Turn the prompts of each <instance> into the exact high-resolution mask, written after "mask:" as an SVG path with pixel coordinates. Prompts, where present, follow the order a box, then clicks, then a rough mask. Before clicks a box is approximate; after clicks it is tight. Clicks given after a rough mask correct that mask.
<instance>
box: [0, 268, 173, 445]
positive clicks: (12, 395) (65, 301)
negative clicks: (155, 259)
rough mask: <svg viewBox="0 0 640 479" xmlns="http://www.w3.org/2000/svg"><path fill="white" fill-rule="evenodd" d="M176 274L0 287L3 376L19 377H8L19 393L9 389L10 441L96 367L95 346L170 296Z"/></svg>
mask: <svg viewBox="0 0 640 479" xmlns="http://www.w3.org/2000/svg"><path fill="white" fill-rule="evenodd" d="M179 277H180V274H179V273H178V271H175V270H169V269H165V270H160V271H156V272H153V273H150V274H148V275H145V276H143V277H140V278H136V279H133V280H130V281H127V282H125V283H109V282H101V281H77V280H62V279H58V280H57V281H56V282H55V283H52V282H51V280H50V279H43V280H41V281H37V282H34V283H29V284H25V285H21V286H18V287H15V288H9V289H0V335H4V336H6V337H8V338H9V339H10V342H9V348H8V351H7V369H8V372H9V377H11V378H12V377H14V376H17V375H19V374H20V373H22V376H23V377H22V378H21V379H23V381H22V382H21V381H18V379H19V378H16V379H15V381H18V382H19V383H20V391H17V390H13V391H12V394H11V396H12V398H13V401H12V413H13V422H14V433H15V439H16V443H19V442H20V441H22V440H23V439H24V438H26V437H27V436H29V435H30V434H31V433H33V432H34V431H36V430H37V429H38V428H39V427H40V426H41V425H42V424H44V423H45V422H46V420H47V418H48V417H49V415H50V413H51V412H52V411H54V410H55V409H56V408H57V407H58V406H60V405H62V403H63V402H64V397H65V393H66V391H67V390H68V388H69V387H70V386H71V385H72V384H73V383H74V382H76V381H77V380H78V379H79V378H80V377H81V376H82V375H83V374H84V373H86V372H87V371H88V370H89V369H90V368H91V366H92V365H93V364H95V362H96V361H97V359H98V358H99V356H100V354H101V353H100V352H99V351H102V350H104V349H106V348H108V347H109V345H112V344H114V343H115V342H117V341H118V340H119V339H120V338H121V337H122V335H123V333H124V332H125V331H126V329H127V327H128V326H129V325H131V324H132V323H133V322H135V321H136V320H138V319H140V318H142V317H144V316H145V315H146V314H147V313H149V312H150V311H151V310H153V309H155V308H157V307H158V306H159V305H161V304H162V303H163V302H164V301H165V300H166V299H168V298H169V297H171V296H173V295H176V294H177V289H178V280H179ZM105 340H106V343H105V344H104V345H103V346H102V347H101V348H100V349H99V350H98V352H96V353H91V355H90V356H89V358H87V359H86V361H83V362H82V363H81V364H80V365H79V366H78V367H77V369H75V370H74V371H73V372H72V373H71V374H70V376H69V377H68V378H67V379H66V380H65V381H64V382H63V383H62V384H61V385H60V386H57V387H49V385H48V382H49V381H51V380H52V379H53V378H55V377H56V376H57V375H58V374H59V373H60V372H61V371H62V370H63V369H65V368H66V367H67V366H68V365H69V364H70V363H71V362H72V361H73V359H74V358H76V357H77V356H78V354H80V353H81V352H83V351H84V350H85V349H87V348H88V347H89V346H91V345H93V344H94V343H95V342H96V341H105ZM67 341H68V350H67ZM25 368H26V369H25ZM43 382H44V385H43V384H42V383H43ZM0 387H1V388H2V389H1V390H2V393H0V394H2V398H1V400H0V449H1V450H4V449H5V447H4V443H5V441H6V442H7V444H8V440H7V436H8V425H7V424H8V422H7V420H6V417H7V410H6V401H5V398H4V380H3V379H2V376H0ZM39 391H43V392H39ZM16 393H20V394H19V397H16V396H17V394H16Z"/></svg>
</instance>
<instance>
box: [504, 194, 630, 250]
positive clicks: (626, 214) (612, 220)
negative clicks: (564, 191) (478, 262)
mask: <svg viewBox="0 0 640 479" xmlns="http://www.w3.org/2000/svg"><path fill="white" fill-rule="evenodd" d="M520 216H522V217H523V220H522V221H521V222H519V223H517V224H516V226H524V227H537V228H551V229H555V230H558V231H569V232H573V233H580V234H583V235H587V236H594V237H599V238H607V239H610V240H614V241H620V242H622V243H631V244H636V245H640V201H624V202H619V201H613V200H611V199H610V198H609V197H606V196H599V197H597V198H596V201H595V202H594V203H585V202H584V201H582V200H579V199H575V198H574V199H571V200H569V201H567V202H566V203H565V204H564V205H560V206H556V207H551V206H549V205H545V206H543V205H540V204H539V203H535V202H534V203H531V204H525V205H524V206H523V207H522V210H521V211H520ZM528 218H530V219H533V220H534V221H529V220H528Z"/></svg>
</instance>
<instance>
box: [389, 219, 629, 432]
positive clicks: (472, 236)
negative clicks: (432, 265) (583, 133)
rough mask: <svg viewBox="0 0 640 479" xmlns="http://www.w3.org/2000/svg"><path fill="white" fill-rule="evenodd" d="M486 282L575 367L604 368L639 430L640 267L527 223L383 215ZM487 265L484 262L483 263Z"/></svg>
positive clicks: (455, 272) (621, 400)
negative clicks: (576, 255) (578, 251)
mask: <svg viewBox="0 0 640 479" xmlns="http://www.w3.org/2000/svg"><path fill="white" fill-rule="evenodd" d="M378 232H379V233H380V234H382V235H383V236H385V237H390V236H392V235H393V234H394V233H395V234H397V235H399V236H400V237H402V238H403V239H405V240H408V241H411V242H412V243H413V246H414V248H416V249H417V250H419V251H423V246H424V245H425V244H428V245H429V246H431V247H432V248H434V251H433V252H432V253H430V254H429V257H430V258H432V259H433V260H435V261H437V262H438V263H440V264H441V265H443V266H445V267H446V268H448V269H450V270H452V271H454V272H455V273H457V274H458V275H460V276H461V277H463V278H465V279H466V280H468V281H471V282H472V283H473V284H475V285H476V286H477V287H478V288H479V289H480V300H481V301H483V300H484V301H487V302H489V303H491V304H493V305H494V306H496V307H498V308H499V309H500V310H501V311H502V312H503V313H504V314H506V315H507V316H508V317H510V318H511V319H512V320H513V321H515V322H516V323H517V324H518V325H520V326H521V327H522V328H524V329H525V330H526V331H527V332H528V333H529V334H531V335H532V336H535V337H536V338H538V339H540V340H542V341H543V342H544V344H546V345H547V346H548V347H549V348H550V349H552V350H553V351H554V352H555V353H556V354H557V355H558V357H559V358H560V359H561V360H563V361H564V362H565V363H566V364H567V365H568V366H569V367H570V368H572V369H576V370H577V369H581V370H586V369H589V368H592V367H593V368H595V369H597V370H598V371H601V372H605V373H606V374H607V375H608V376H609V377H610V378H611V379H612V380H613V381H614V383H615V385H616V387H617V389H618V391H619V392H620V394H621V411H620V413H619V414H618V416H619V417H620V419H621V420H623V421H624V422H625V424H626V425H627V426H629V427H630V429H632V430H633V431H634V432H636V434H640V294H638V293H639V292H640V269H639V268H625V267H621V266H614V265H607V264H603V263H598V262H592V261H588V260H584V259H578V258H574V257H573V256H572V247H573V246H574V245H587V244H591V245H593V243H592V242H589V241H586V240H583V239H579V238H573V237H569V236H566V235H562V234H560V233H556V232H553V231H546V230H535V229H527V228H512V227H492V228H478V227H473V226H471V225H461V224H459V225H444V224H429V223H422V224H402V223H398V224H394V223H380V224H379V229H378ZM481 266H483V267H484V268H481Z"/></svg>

------------------------------------------------

Task description >>
Print exactly, and only, the lines beginning at the top of the listing and ending at the line with "negative clicks: (155, 259)".

Answer for the task >>
Turn the prompts of each <instance> into the exact high-resolution mask, written after "mask:" as an SVG path with pixel coordinates. Prompts, where present, follow the order a box, then clicks, then a rough mask. Before clicks a box is approximate; after clicks it is tight. Clicks given after a rough mask correct that mask.
<instance>
box: [0, 268, 173, 445]
positive clicks: (12, 395) (65, 301)
negative clicks: (155, 259)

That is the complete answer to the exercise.